● **What the exercise asks**
Rewrite every line of the records below except the pictures, shifting each answer coordinate by adding 107 to both x and y. Leave all numbers outside the answers unchanged.
....
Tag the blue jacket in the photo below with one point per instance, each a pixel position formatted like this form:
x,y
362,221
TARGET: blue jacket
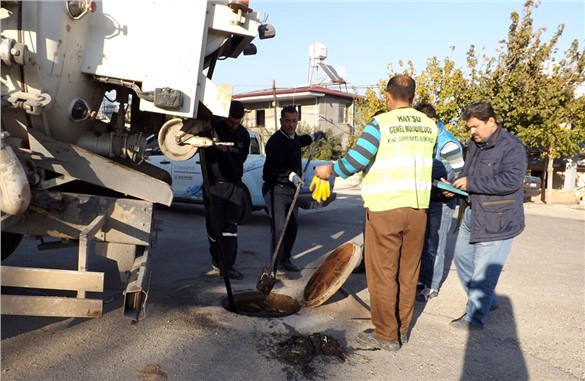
x,y
495,174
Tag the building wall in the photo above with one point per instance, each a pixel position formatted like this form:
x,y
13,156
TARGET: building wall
x,y
326,113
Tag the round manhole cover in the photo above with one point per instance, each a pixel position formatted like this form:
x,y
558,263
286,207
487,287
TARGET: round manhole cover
x,y
331,274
....
● **Exercise solution**
Tag the blue jacket in the photo below with one point per instance, each a pixel position formatted like this form:
x,y
362,221
TARGET: blue jacket
x,y
602,281
Tag the building wall in the photo above with one point per instance, each a pixel position formatted like this form:
x,y
13,156
TARGET: building wall
x,y
433,220
Tag the round manhole cover in the photo above with one point per instance, each a pixel position formatted like this form:
x,y
558,263
286,207
487,287
TARGET: round manhole cover
x,y
438,381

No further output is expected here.